┌─ Passage shown
4.The Gary #1-24H (37% working interest) well was down for 13 days during the quarter due to pump rod failure. As a result, the well averaged 80 BOPD and 122 Mcf/D during the quarter. The cumulative production to date is approximately 129 MSTB and 210 MMcf.

 

5.The Rodney #1-14H (27% working interest) well produced at an average daily rate of 97 BOPD and 183 Mcf/D during the quarter. The cumulative production to date is approximately 96 MSTB and 132 MMcf.

 

6.Earl #1-13H (32% working interest) well was down for 33 days during the quarter due to tubing failure and as a result produced at an average daily rate of 140 BOPD and 222 Mcf/D during the quarter. Cumulative production to date is approximately 145 MSTB and 200 MMcf.

 

7.The Everett #1-15H (26% working interest) well was the sixth Bakken well drilled in the North Stockyard Field. The Everett well produced at an average daily rate of 170 BOPD and 244 Mcf/D during the quarter. Cumulative production to date is approximately 70 MSTB and 96 MMcf.

 

Sabretooth Gas Field, Brazoria County Texas

Oligocene Vicksburg Formation, Gulf Coast Basin

Samson 9.375% Working Interest

Production for the Davis Bintliff #1 well has held steady at an average rate of 2.6 MMcf/D and 28 BOPD for the quarter. The well has continued to be choked-back from a 10/64” choke (where it was making 4.3 Mmcf/D) to an 8/64” choke (where it is now making 2.6 Mmcf/D) due to depressed gas prices. Cumulative production to date is approximately 5 Bscf and 59 MBO.

 

Abercrombie 1-10H well, Richland County, Montana

Mississippian Bakken Formation, Williston Basin

Samson 0.75% working interest

The Abercrombie #1-10H (SSN 0.75% W.I.) well has produced a cumulative 29,000 barrels of oil while producing at an average rate of approximately 160 BOPD and 310 Mcf/D during the quarter.
└─
┌─ Record excerpts
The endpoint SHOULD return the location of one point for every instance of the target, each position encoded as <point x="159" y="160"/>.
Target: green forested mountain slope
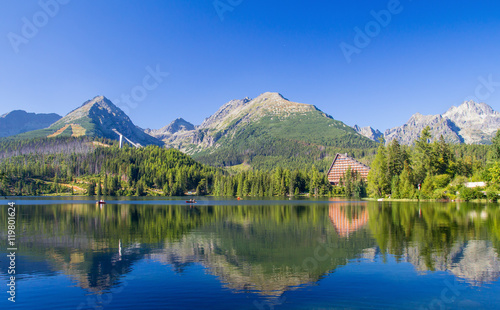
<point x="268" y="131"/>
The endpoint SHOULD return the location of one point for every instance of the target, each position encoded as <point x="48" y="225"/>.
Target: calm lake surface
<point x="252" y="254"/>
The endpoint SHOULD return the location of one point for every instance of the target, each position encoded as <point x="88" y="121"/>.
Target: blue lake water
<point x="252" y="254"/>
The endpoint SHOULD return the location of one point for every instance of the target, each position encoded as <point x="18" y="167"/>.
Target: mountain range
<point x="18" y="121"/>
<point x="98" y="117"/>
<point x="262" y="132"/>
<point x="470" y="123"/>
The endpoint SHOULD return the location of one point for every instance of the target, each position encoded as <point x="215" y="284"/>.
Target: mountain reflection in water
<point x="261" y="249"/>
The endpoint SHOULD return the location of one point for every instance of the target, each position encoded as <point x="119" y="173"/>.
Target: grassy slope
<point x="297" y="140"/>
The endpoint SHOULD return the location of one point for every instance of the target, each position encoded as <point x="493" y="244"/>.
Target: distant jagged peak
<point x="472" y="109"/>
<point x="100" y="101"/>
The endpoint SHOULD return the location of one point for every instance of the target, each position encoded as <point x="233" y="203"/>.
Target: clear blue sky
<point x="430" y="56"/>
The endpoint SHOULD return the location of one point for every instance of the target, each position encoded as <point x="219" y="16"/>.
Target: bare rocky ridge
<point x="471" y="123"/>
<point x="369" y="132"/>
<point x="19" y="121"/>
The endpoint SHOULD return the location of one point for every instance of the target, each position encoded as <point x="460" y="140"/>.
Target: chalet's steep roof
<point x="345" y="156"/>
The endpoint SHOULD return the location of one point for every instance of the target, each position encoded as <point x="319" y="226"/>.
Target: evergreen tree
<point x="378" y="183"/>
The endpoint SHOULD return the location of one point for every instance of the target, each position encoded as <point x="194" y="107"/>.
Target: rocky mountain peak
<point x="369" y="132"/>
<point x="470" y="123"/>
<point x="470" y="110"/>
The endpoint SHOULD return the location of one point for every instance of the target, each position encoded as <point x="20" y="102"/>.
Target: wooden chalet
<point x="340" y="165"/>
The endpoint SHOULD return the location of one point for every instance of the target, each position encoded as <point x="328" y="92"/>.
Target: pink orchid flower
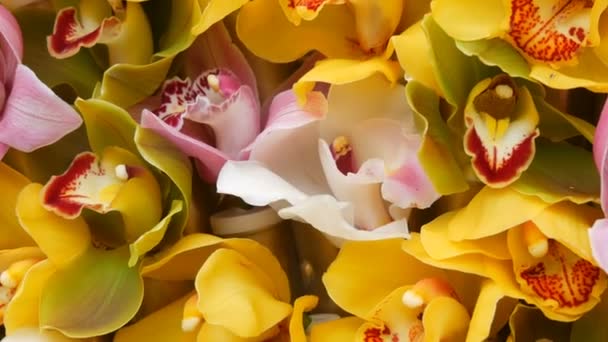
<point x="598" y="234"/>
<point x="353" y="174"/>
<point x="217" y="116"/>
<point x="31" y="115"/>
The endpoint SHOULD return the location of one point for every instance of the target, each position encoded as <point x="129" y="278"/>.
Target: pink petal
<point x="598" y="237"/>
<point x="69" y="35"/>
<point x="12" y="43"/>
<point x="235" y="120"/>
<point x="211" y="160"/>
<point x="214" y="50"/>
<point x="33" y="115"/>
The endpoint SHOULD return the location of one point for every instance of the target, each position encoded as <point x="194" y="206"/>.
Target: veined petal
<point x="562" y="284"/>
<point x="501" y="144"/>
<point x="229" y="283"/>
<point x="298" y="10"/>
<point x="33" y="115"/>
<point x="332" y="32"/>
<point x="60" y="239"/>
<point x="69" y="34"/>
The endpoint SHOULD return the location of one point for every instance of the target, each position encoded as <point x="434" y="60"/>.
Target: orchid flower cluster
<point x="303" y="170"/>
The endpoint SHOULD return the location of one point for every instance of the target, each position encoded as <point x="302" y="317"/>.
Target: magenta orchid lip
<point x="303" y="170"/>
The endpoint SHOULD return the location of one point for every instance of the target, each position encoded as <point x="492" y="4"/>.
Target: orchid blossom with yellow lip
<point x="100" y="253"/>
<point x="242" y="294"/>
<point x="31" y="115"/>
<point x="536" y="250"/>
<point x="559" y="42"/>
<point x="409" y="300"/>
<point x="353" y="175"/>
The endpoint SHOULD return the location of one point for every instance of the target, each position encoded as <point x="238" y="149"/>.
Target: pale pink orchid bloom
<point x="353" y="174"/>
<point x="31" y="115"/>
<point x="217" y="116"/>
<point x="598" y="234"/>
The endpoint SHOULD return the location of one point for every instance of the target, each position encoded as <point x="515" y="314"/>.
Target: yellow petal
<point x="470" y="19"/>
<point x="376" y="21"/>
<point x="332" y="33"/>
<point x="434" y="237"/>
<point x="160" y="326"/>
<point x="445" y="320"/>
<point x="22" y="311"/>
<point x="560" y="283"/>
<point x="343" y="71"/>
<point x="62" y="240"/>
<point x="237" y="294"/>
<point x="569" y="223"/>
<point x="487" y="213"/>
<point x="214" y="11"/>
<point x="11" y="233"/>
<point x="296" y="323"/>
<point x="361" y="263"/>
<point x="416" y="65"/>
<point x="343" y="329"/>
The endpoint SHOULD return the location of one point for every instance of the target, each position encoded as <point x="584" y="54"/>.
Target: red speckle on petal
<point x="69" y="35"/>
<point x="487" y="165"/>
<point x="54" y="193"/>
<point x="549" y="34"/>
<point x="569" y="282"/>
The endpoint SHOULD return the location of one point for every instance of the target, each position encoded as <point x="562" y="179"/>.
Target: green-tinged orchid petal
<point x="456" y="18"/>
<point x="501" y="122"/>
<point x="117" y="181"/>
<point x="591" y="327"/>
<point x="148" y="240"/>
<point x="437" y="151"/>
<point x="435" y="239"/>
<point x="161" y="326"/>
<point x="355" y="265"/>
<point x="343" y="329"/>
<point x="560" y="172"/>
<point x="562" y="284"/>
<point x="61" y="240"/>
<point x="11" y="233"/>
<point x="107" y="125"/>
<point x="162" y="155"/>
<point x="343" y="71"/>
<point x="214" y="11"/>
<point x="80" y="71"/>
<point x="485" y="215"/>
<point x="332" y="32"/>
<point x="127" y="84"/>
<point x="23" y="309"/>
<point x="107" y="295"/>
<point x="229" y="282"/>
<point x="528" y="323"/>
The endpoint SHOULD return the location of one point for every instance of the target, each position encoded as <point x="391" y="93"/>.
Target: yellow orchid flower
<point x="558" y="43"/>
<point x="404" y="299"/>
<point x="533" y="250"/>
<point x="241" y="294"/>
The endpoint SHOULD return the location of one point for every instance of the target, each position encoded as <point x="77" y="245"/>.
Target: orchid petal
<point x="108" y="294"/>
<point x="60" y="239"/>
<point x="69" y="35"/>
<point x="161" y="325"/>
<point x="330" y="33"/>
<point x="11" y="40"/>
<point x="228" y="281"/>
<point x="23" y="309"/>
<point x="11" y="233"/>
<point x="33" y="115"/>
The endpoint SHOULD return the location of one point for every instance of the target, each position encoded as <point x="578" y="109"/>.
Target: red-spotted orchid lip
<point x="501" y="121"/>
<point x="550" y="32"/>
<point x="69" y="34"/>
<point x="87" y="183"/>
└─
- Goal
Rewrite the part of the production report that opens with the words "Samson 9.375% Working" and closes with "and 59 MBO.", putting "low gas prices" in place of "depressed gas prices".

- Worked solution
Samson 9.375% Working Interest

Production for the Davis Bintliff #1 well has held steady at an average rate of 2.6 MMcf/D and 28 BOPD for the quarter. The well has continued to be choked-back from a 10/64” choke (where it was making 4.3 Mmcf/D) to an 8/64” choke (where it is now making 2.6 Mmcf/D) due to low gas prices. Cumulative production to date is approximately 5 Bscf and 59 MBO.